◆ DOCUMENT SEGMENT
○ ○ ○

REPLICATION ORIGINS IN ARCHAEA
Studies of the archaeal DNA replication machinery reveal a mixture of the attributes found in bacteria and eukarya (for review, see Grabowski and Kelman 2003; Barry and Bell 2006). Although most small circular archaeal genomes carry one copy of oriC, several genera carry multiple oriC copies (Kelman and Kelman 2004; Robinson et al. 2004; Robinson and Bell 2007), which may respond to distinct initiator complexes (SD Bell, pers. comm.). The archaeal initiator Cdc6/Orc1 (Matsunaga et al. 2010) shares extensive sequence homology with eukaryotic ORC proteins (for review, see Wigley 2009), but also shares attributes of DnaA, including regulation by bound ATP (SD Bell, pers. comm.) and interacting with oriC as a monomer rather than preassembling into a hexameric complex (for review, see Lundgren and Bernander 2005).
Cdc6/Orc1 contacts nucleotide sequence motifs termed “origin recognition boxes” (Taagepera et al. 1993) that are clustered within archaeal oriCs (Fig. 2B). Although number, orientation, and spacing of ORBs vary among archaeal genera, two predominant ORB motifs exist (Table 1). A long ORB motif (22–35 bp) with dyad symmetry is mapped at two or more locations in origins from Sulfolobus, Pyrococcus, and Aeropyrum (Grainge et al. 2006; Dueber et al. 2007; Gaudier et al. 2007). The orientation of each bound Cdc6/Orc1 is determined by the ORB sequence (Dueber et al. 2007; Gaudier et al. 2007). A shorter (12–13 bp) version, termed miniORB, coexists with ORBs in Pyrococcus (Matsunaga et al. 2010) and Sulfolobus (Dueber et al. 2007), or in the absence ORBs in Methanothermobacter oriCs (Capaldi and Berger 2004). MiniORBs are often found as multiple (seven to 15) direct repeats (Capaldi and Berger 2004; Matsunaga et al. 2010), analogous to some bacterial origins. Cdc6/Orc1 binding to proximal miniORBs is also cooperative (Capaldi and Berger 2004; Grainge et al. 2006), suggesting the assembly of oligomeric structures analogous to those formed by DnaA.
Although Cdc6/Orc1 higher-order complexes are reported to alter DNA topology and lead to origin unwinding (Matsunaga et al. 2010), Cdc6/Orc1 contact with ORBs differs from DnaA-oriC interactions in several ways. Although DnaA and Cdc6/Orc1 both contact double-stranded DNA through the carboxy-terminal domain, Cdc6/Orc1 make additional contacts with ORBS through the AAA+ domain of the protein. These contacts appear to rely less on specific base sequence contacts and more on DNA deformability than is the case for DnaA (Gaudier et al. 2007; Dueber et al. 2011). Each Cdc6/Orc1 interaction also distorts the DNA helix to a greater degree than is seen during bacterial pre-RC assembly (Gaudier et al. 2007; Dueber et al. 2011). It remains unclear whether the distinction between ORBs and miniORBS is due to the inclusion of sequences recognized or distorted by the AAA+ domain.

○ ○ ○

◆ Data entries
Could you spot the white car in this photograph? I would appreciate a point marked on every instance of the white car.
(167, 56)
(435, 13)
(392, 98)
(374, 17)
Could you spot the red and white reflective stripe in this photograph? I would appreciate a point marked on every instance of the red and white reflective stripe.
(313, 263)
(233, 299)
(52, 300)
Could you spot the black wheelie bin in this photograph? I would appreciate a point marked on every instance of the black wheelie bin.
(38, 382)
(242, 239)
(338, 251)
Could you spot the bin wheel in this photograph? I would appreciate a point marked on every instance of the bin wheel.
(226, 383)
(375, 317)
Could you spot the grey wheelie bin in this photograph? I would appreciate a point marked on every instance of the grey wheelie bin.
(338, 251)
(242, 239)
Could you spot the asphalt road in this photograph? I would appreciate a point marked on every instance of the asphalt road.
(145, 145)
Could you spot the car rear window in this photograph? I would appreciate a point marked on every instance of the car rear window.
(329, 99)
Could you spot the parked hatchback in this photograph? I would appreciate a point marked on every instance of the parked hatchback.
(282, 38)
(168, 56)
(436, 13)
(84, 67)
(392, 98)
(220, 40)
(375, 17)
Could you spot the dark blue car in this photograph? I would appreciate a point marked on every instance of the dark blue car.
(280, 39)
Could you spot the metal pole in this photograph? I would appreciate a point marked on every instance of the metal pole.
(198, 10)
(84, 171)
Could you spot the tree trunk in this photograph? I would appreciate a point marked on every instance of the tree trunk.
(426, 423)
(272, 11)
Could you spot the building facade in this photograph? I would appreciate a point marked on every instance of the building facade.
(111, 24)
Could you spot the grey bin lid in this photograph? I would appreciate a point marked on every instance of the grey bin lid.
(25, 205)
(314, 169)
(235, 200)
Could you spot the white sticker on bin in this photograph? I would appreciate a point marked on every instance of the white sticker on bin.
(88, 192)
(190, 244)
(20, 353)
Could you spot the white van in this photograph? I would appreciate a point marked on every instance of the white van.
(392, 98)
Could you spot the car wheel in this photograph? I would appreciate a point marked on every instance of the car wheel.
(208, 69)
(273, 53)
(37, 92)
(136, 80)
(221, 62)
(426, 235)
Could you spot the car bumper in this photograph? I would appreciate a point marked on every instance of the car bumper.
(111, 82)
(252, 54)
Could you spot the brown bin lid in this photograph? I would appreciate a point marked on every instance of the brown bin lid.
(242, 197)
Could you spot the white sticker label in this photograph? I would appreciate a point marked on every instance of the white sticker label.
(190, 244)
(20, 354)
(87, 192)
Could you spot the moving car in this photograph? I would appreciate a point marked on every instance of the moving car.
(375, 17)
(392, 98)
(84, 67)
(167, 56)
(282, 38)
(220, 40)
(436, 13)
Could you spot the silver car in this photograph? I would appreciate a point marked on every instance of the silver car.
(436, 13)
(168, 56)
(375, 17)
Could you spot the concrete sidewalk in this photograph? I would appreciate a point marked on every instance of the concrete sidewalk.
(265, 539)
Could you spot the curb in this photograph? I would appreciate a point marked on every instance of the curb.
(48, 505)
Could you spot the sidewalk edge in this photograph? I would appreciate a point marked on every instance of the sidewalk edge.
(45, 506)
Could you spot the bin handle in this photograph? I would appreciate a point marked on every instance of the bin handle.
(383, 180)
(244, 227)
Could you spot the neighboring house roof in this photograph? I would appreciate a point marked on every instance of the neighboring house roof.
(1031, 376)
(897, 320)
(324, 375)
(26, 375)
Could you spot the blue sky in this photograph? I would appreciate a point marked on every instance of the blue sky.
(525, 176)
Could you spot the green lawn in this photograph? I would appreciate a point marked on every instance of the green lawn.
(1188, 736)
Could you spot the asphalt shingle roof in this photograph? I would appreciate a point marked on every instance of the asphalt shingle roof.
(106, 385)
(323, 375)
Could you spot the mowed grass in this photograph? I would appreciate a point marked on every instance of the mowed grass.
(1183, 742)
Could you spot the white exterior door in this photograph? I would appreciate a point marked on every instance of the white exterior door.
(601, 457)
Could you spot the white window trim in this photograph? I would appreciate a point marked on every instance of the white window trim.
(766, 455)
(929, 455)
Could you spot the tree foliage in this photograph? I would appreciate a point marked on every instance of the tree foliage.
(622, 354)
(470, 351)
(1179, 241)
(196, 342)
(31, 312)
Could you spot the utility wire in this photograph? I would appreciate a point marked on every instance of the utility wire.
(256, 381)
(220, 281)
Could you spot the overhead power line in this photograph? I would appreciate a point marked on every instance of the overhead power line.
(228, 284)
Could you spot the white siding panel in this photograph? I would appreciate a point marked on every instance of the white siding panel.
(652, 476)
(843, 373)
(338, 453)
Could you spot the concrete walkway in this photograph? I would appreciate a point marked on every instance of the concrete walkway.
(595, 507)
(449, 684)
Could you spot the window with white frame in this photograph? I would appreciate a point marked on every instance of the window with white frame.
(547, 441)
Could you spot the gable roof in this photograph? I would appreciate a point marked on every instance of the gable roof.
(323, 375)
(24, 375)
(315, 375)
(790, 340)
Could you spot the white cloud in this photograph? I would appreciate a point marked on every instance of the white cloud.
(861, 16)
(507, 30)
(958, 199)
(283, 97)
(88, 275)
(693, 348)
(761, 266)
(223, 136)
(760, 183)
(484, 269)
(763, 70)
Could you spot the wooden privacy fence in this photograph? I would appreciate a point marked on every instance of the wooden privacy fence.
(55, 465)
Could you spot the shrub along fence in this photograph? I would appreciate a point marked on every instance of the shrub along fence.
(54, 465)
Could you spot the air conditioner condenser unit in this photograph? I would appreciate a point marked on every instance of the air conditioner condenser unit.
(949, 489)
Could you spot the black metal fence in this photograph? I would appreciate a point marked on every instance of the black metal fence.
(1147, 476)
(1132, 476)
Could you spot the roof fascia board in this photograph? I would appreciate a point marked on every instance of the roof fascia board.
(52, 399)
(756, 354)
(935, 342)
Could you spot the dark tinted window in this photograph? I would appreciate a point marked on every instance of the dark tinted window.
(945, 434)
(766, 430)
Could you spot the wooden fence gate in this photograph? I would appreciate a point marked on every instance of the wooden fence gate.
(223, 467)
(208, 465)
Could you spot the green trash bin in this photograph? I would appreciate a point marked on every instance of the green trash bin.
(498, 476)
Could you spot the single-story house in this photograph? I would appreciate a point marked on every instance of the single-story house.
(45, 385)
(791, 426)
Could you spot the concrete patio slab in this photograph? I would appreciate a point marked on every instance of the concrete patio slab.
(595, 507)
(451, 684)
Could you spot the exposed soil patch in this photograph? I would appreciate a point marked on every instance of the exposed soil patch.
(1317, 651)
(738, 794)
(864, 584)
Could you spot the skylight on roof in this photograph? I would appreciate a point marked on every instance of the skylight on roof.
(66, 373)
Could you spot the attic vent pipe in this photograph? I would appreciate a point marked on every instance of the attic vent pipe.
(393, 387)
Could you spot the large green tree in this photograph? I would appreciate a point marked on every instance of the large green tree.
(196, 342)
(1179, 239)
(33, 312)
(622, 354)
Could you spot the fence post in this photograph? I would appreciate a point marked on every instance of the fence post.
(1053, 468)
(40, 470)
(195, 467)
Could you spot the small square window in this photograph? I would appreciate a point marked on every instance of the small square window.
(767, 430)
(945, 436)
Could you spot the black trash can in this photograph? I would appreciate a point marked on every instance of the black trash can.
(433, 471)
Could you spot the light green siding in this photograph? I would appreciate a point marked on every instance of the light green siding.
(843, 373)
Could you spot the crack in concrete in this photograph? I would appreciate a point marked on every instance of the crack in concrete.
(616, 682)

○ ○ ○

◆ ABOUT THIS TASK
Extract, word for word, the part of the archaeal replication origins text that opens with the words containing "Although Cdc6/Orc1 higher-order" and closes with "the AAA+ domain.".

◆ TASK RESULT
Although Cdc6/Orc1 higher-order complexes are reported to alter DNA topology and lead to origin unwinding (Matsunaga et al. 2010), Cdc6/Orc1 contact with ORBs differs from DnaA-oriC interactions in several ways. Although DnaA and Cdc6/Orc1 both contact double-stranded DNA through the carboxy-terminal domain, Cdc6/Orc1 make additional contacts with ORBS through the AAA+ domain of the protein. These contacts appear to rely less on specific base sequence contacts and more on DNA deformability than is the case for DnaA (Gaudier et al. 2007; Dueber et al. 2011). Each Cdc6/Orc1 interaction also distorts the DNA helix to a greater degree than is seen during bacterial pre-RC assembly (Gaudier et al. 2007; Dueber et al. 2011). It remains unclear whether the distinction between ORBs and miniORBS is due to the inclusion of sequences recognized or distorted by the AAA+ domain.